Source passage =
Toxic Red Tide Is Back in Florida—Here’s What to Know

Caused by an overgrowth of algae, the blooms can be harmful to humans, pets and marine wildlife

Dead fish floating in water
Killed by red tide, thousands of dead fish float in the Boca Ciega Bay in Madeira Beach, Florida, in July 2021. The harmful algae blooms are once again killing fish along Florida's southwest coast. Octavio Jones via Getty Images

Dead fish are washing ashore and beach-goers are facing respiratory problems as harmful algae accumulate along the southwest shores of Florida in a phenomenon nicknamed “red tide.”

Named for the brownish-red hue it gives the water, red tide occurs when toxic algae proliferate. In Florida, that problematic algae is known as Karenia brevis. In early March, the Florida Fish and Wildlife Conservation Commission detected K. brevis in high concentrations at several sampling locations along the state’s southwestern coast.

Though K. brevis and other types of algae inhabit all bodies of water, they typically exist in such small numbers that they go unnoticed. However, under the right conditions, these tiny organisms can rapidly multiply. Scientists call this out-of-control overgrowth an “algal bloom.”

These blooms can cause major problems for humans, pets and marine wildlife. Some, like K. brevis, produce toxins that can kill fish and sicken humans. Others are nontoxic, but they block sunlight and deplete oxygen levels in the water, which can lead to fish die-offs.

When K. brevis grows excessively, it can cause skin irritation, eye irritation and respiratory issues—such as coughing, sneezing and asthma attacks—in humans and pets that swim in affected water or breathe in its airborne toxins. The toxins can also make their way into shellfish, and if people eat those shellfish, they may develop neurotoxic shellfish poisoning, which causes stomach problems and other symptoms. When red tide is present, Florida officials recommend staying out of the water—and keeping pets away, too.

Local business owners are concerned the red tide may drive tourists away, just as they’re gearing up for the spring break rush. Some beach-goers, though, appear undeterred by the algal blooms.

“It’s got my asthma going,” says Shawn Snook, who was visiting a beach in Clearwater, Florida, to Bay News 9’s Trevor Pettiford. “But you know, it’s the beach, so we’re going to push through it.”

This year, Florida’s Poison Control Centers received 36 reports of red tide exposure as of Monday, reports Max Chesnes of the Tampa Bay Times. Last year at this point, there had only been two reports; and 15 such reports had been filed by this time in 2021.

Data records =
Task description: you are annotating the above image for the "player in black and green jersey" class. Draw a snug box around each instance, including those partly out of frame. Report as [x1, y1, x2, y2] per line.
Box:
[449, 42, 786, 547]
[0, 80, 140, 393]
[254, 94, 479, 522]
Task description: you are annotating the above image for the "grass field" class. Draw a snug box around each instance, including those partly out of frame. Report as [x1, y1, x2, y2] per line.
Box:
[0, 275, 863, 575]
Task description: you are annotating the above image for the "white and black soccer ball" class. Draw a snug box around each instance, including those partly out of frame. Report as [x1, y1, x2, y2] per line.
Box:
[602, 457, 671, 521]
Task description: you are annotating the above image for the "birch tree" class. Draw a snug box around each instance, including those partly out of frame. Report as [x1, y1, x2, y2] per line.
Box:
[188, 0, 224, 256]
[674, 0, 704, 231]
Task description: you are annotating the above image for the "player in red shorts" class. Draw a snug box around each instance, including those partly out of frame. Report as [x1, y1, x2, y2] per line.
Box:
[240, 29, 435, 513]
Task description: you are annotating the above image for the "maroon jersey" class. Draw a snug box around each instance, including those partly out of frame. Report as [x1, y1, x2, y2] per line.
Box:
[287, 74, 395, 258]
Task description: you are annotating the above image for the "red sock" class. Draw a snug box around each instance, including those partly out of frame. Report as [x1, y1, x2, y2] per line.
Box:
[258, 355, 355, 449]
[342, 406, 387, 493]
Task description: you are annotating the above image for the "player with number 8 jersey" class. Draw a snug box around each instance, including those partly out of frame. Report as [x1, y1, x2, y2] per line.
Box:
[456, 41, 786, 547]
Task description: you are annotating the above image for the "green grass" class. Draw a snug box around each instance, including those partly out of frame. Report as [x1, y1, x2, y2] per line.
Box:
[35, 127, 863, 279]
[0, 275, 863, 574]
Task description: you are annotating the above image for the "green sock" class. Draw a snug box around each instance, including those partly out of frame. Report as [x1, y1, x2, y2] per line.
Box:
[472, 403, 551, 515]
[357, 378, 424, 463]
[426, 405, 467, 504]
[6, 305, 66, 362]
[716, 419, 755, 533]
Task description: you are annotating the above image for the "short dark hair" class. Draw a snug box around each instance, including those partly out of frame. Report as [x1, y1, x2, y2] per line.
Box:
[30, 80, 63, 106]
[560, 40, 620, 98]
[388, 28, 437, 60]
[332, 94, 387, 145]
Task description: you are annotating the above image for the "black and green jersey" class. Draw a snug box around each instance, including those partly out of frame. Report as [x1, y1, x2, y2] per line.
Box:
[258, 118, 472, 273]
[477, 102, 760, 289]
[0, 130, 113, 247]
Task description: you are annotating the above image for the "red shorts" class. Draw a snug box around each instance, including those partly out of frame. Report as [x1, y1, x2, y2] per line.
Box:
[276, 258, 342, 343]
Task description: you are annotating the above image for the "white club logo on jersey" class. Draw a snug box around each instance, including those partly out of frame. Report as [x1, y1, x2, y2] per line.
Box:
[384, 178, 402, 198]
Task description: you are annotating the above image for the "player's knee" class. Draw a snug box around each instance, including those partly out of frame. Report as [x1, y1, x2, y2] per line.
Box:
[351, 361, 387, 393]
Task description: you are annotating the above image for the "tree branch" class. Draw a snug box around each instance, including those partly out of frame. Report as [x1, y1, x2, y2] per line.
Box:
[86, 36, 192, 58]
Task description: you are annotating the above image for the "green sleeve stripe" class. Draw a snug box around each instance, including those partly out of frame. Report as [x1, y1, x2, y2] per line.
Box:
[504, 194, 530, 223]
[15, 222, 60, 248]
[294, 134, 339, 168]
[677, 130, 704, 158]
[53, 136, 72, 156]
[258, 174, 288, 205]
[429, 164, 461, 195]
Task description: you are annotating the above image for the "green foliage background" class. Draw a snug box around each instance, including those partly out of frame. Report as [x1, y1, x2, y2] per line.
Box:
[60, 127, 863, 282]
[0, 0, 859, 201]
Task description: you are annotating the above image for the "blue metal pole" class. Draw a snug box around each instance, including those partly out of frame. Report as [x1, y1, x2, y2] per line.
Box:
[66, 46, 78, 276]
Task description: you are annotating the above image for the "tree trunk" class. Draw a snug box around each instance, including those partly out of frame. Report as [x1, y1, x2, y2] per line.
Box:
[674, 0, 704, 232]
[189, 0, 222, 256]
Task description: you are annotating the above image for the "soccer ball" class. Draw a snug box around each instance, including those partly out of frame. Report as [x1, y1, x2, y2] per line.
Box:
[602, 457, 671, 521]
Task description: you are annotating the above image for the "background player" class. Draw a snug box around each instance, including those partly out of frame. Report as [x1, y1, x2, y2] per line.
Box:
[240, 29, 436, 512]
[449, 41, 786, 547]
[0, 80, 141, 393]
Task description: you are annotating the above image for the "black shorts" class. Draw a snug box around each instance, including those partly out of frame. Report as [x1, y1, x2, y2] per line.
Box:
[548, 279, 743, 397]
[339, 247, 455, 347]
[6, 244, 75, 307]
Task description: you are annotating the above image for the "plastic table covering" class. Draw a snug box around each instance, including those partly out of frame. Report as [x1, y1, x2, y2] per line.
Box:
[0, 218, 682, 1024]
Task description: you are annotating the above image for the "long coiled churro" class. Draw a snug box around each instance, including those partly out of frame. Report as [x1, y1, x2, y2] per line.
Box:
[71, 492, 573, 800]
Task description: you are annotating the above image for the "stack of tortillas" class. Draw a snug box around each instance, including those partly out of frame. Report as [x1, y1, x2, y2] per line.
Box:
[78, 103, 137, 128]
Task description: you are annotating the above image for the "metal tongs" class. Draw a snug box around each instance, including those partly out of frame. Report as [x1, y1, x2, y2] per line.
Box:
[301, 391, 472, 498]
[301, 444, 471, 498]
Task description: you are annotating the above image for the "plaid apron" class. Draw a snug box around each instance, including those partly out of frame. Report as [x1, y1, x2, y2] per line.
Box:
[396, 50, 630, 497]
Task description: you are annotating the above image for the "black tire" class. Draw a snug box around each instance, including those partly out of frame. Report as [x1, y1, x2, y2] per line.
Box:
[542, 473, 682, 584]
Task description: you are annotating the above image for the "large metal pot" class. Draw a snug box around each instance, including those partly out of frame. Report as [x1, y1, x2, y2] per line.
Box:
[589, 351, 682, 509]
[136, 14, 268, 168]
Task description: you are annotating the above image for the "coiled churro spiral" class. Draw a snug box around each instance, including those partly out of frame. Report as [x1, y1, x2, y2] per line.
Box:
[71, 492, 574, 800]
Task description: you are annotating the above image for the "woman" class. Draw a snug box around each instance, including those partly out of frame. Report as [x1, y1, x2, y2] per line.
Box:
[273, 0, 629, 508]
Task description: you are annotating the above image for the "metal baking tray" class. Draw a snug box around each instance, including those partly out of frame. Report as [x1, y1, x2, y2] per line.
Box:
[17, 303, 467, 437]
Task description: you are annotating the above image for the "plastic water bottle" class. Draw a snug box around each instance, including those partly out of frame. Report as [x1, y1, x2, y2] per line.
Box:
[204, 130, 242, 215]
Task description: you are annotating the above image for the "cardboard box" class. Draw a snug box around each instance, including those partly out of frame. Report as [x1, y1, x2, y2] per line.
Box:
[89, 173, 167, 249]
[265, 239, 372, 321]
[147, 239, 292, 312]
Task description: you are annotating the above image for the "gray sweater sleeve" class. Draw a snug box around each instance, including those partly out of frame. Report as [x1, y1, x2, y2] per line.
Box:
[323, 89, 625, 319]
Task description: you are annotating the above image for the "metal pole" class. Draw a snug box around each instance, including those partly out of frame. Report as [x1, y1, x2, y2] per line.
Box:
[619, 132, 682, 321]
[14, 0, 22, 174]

The task =
Reproduce the stretch of the red tide article from "Caused by an" through "state’s southwestern coast.", word for word. The records have no connection to the red tide article.

Expected answer =
Caused by an overgrowth of algae, the blooms can be harmful to humans, pets and marine wildlife

Dead fish floating in water
Killed by red tide, thousands of dead fish float in the Boca Ciega Bay in Madeira Beach, Florida, in July 2021. The harmful algae blooms are once again killing fish along Florida's southwest coast. Octavio Jones via Getty Images

Dead fish are washing ashore and beach-goers are facing respiratory problems as harmful algae accumulate along the southwest shores of Florida in a phenomenon nicknamed “red tide.”

Named for the brownish-red hue it gives the water, red tide occurs when toxic algae proliferate. In Florida, that problematic algae is known as Karenia brevis. In early March, the Florida Fish and Wildlife Conservation Commission detected K. brevis in high concentrations at several sampling locations along the state’s southwestern coast.